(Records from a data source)
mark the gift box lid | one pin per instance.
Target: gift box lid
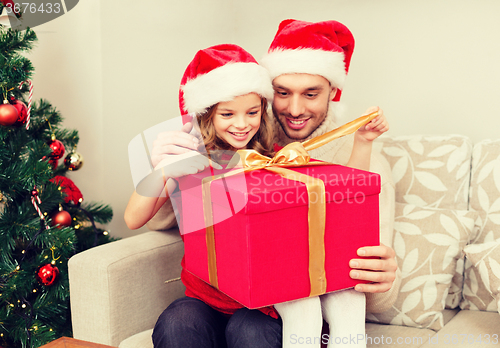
(262, 190)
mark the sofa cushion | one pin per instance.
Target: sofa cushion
(468, 329)
(482, 285)
(428, 243)
(383, 336)
(140, 340)
(429, 170)
(485, 189)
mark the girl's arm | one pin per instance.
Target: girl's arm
(363, 139)
(144, 205)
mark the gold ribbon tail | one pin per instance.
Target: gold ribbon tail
(346, 129)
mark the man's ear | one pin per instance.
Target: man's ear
(333, 92)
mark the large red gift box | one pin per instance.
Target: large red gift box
(261, 234)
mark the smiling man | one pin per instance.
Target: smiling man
(308, 63)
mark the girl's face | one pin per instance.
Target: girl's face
(238, 120)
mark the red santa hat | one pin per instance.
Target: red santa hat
(221, 73)
(323, 48)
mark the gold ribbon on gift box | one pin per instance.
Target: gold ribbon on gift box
(292, 155)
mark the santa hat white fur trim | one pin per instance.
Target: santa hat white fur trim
(224, 84)
(328, 64)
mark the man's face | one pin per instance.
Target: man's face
(301, 103)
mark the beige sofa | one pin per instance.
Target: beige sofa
(446, 237)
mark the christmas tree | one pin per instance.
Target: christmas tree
(43, 219)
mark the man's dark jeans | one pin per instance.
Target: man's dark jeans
(190, 323)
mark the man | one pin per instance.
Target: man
(308, 63)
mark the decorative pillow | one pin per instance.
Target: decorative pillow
(428, 243)
(482, 282)
(485, 189)
(429, 170)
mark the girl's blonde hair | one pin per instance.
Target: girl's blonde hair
(262, 141)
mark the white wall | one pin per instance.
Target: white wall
(113, 68)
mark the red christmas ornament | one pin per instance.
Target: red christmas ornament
(72, 192)
(57, 149)
(47, 274)
(61, 218)
(22, 111)
(8, 114)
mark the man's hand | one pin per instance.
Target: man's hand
(173, 143)
(381, 270)
(375, 127)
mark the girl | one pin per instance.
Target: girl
(226, 89)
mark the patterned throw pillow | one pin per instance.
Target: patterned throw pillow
(485, 189)
(482, 283)
(428, 243)
(431, 171)
(485, 198)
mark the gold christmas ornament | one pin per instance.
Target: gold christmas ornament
(73, 161)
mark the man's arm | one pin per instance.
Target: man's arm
(383, 269)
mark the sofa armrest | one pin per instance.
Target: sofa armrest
(119, 289)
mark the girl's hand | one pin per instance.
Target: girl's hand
(192, 162)
(375, 127)
(173, 143)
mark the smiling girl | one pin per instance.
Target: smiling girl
(227, 91)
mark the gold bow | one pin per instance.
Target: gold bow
(292, 155)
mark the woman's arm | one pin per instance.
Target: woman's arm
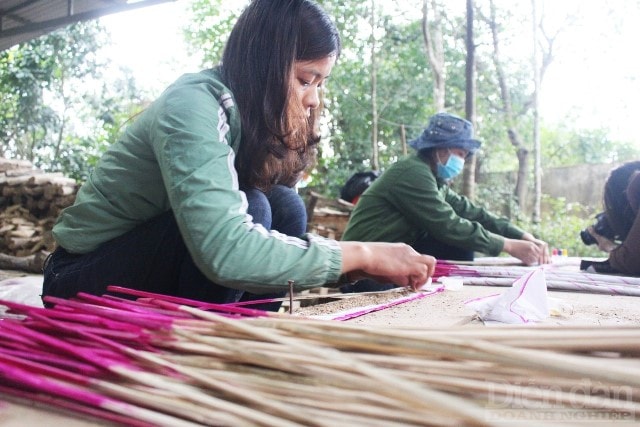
(387, 262)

WHAT TO WORK ON -> Print the entries above word for word, without pictures.

ANSWER SPACE ->
mark the gift box lid | one pin per instance.
Target: gift box lid
(262, 190)
mark the sofa cushion | one pin per instance.
Target: sofa cushion
(468, 329)
(482, 285)
(428, 243)
(383, 336)
(140, 340)
(429, 170)
(485, 189)
mark the girl's arm | one pin per instance.
Target: girl's arm
(363, 139)
(144, 205)
mark the gold ribbon tail | one pin per instance.
Target: gold ribbon tail
(346, 129)
mark the man's ear | one pin per instance.
Target: man's ear
(333, 92)
mark the large red gift box | one pin per instance.
Target: large red gift box
(261, 234)
mark the smiling man | one pin per instance.
Target: smiling man
(308, 63)
mark the girl's face | one pin per instance.
Target: girl's face
(238, 120)
mark the red santa hat | one pin per instance.
Target: red santa hat
(221, 73)
(323, 48)
mark the gold ribbon on gift box | one pin per instance.
Target: gold ribbon on gift box
(292, 155)
mark the santa hat white fur trim | one pin per instance.
Target: santa hat white fur trim
(224, 84)
(328, 64)
mark the man's face | one pin per instance.
Target: man's face
(301, 103)
mark the beige sofa | one pin per instance.
Target: beige sofa
(446, 237)
mark the christmas tree | one pin per instance.
Target: christmas tree
(43, 219)
mark the man's dark jeans | one pin per instance.
Target: man's dark jeans
(190, 323)
mark the man | one pin per instance.
Target: man
(308, 63)
mark the decorative pillow | one pin per instance.
Target: decorative pillow
(428, 243)
(482, 282)
(485, 189)
(429, 170)
mark the girl's blonde hair | one pin per instance.
Target: girl's blonde hair
(262, 141)
mark the white wall | one pin per instance.
Target: white wall
(113, 68)
mark the red christmas ornament | one pin per instance.
Target: red christmas ornament
(72, 192)
(57, 149)
(47, 274)
(61, 218)
(22, 111)
(8, 114)
mark the man's hand | one pin per instance.
Target: man's hand
(173, 143)
(381, 270)
(375, 127)
mark the girl | one pin per instance.
Target: girl
(226, 89)
mark the patterned throw pillow | one pin per instance.
Target: patterned throw pillow
(485, 189)
(482, 283)
(428, 243)
(431, 171)
(485, 198)
mark the gold christmas ornament | one pin per instance.
Target: gold christmas ornament
(73, 161)
mark the man's arm | one pin per instance.
Target: man's arm
(383, 269)
mark the sofa armrest | one pin per instance.
Target: sofa armrest
(119, 289)
mark the girl's hand | one pin per instance.
Target: girl's hand
(192, 162)
(375, 127)
(173, 143)
mark the smiling girl | one pin per instance.
Target: smiling girl
(227, 91)
mark the gold bow | one pin per instance.
Target: gold bow
(292, 155)
mark the woman's arm | one pin per instance.
Target: woman's arm
(387, 262)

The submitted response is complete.